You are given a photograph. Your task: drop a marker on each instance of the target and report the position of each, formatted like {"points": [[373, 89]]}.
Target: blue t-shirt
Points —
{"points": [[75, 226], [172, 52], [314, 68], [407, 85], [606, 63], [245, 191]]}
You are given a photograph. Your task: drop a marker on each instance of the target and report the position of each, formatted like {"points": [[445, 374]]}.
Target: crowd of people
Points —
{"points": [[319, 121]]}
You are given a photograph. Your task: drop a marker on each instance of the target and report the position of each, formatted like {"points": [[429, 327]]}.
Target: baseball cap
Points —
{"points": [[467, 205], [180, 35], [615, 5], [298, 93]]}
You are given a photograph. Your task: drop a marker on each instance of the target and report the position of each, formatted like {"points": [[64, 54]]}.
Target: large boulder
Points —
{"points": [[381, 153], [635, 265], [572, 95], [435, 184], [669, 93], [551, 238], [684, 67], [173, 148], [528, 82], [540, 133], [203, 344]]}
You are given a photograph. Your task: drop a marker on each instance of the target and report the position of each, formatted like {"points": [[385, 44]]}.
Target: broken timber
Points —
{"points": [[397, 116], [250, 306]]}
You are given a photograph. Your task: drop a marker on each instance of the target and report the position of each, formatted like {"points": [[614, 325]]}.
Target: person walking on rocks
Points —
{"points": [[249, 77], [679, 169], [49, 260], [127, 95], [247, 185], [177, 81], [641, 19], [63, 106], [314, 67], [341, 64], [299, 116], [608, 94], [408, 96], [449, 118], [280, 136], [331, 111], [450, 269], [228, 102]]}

***

=== TASK STATEMENT ===
Transcribe the data above so that every line matches exactly.

=== REPLY TO THE EXERCISE ===
You are given a photograph. Your task: drop a marker on each instance of the target and report the position of each, formatted like {"points": [[373, 89]]}.
Target: blue t-shirt
Points —
{"points": [[75, 226], [172, 52], [314, 68], [407, 85], [606, 63], [245, 191]]}
You are given a photograph. Your task: drop a marker on each instance of the target and report the position of each, formatted like {"points": [[445, 374]]}.
Target: crowd of people
Points —
{"points": [[319, 121]]}
You are given a photograph. Your task: drop a marker on each instance of the target and report the position of each, formatted like {"points": [[429, 327]]}.
Target: baseball cap
Points —
{"points": [[467, 205], [180, 35], [615, 5], [298, 93]]}
You are given a photograph. Your task: drop a marker on each instance of the target and report the position of each, formatted like {"points": [[64, 54]]}.
Target: large boulder
Points —
{"points": [[381, 153], [635, 265], [572, 95], [435, 184], [669, 93], [551, 238], [684, 67], [173, 148], [528, 82], [540, 133], [203, 344]]}
You are given a photograph. Your task: drop a marker on each instance of the target and report the position of each, formatted like {"points": [[385, 44]]}.
Target: broken timber
Points —
{"points": [[397, 116], [250, 306]]}
You are given a photograph. Your task: drop a marker on each instance of the target and report the position of each, formatted like {"points": [[614, 325]]}.
Target: person walking on rocks
Points —
{"points": [[249, 77], [679, 169], [49, 260], [127, 95], [247, 185], [177, 81], [641, 19], [63, 106], [314, 67], [341, 64], [299, 116], [608, 94], [408, 96], [449, 118], [280, 136], [331, 111], [450, 269], [228, 102]]}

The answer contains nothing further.